The problem: Rewrite each of the entries below, replacing "put a marker on" with "place a dot on" and leaving everything else unchanged.

Object position labeling entries:
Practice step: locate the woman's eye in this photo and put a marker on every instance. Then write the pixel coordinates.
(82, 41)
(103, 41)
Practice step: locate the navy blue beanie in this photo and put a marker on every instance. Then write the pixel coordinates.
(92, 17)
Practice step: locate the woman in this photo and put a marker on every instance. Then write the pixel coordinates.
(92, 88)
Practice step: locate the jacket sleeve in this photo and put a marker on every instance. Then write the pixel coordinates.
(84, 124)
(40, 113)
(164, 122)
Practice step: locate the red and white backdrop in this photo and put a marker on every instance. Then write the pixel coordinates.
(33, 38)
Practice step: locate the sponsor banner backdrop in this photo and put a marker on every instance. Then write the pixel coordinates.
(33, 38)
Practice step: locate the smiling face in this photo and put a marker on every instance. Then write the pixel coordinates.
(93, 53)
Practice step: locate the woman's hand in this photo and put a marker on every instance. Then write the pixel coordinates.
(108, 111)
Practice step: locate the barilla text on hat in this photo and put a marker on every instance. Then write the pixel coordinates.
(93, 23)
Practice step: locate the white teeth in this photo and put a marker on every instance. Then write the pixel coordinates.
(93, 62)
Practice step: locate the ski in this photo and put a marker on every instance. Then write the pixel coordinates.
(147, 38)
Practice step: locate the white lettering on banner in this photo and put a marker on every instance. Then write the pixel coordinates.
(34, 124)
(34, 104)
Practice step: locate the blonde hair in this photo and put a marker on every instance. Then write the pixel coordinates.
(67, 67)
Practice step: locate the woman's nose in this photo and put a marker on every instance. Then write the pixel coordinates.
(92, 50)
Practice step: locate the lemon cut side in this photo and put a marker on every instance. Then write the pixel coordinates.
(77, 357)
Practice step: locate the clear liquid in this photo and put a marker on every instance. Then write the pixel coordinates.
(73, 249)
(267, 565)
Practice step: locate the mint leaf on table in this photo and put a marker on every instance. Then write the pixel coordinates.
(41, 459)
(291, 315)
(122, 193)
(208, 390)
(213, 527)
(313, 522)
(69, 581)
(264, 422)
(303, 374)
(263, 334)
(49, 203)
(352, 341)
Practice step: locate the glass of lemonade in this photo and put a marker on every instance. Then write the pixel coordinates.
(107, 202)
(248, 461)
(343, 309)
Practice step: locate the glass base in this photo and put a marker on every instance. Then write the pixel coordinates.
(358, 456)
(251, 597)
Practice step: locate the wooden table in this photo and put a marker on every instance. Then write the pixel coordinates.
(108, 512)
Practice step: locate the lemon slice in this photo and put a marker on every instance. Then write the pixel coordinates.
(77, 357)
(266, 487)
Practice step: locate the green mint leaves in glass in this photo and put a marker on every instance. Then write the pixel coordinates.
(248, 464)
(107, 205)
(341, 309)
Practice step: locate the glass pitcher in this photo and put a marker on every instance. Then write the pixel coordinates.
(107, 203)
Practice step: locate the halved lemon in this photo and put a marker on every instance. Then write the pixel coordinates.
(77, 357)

Result of the task:
Practice step: locate the woman's eye in this photo and place a dot on every instance. Then write the pixel coordinates.
(82, 41)
(103, 41)
Practice step: locate the navy blue beanie in this photo and place a dot on every instance. Then write the pixel coordinates.
(92, 17)
Practice step: locate the woman in this photo and place a dot on every instance. Then write the pixel coordinates.
(92, 88)
Practice step: locate the jacket sleeve in this photo and place a dot on every instance. Then write the pixel coordinates.
(84, 124)
(40, 113)
(164, 122)
Practice step: locate the red and white backdrop in this photo and place a dot on every instance. Then write the pixel coordinates.
(33, 38)
Practice step: locate the sponsor banner backdrop in this photo and place a dot on every instance. Then write the pixel coordinates.
(33, 38)
Practice step: locate the smiling face in this photo and place a dot on every instance. Then write the pixel coordinates.
(93, 53)
Practice step: locate the woman's hand in this photo and place a dot on every instance. Then write the pixel coordinates.
(108, 111)
Practice step: locate the barilla text on hat in this photo and place a dot on every instance. Then write the pixel coordinates.
(93, 23)
Practice step: locate the white teeth in this photo and place a dot on every instance. Then write the pixel coordinates.
(93, 62)
Practice step: locate the ski in this photo and place a dot on every instance. Then write the pixel coordinates.
(147, 38)
Practice step: locate the white lettering on banner in this photo and place a dot on every instance. Then write the pixel coordinates.
(34, 124)
(34, 104)
Practice step: locate the blonde hair in this photo and place a dot on every instance. Then write the pixel coordinates.
(67, 67)
Practice step: locate the woman's nose in this photo and place a dot on every instance. Then write the pixel coordinates.
(92, 50)
Practice step: locate the lemon cut side in this photo and place a dot on every instance. Then write the pixel coordinates.
(77, 357)
Practice step: locate the clear liquid in this photo and place a dot on every instance. Then write the pixel coordinates.
(73, 249)
(267, 565)
Practice step: locate the mint leaf on table in this photo and place a dot on every instance. Then write the pixel coordinates.
(41, 459)
(291, 315)
(122, 193)
(208, 390)
(213, 527)
(313, 522)
(69, 581)
(264, 422)
(303, 374)
(263, 334)
(49, 203)
(352, 341)
Practice step: locate the glass of lemonade in this photo and place a dot on every instance. Then write the pixel coordinates.
(107, 202)
(248, 461)
(343, 309)
Practice step: locate the glass base in this photo and place a dot on every instance. Then write the pixel coordinates.
(358, 456)
(251, 597)
Practice step: locate the wooden table in this photo and place a dot on every instance. Then write the pixel coordinates.
(108, 512)
Practice step: locate the lemon slice in this photo and place a dot on every instance. Then write the pixel coordinates.
(77, 357)
(266, 487)
Practice step: locate the green mint leaves in glass in this photo and place a dot on every instance. Then write the pixel coordinates.
(248, 464)
(107, 205)
(341, 309)
Practice step: locate the glass pitcher in this photo and place a dot on every instance. Then write the pixel coordinates.
(107, 203)
Practice step: locate the halved lemon in this photo and place a dot on every instance. Then write the pixel coordinates.
(77, 357)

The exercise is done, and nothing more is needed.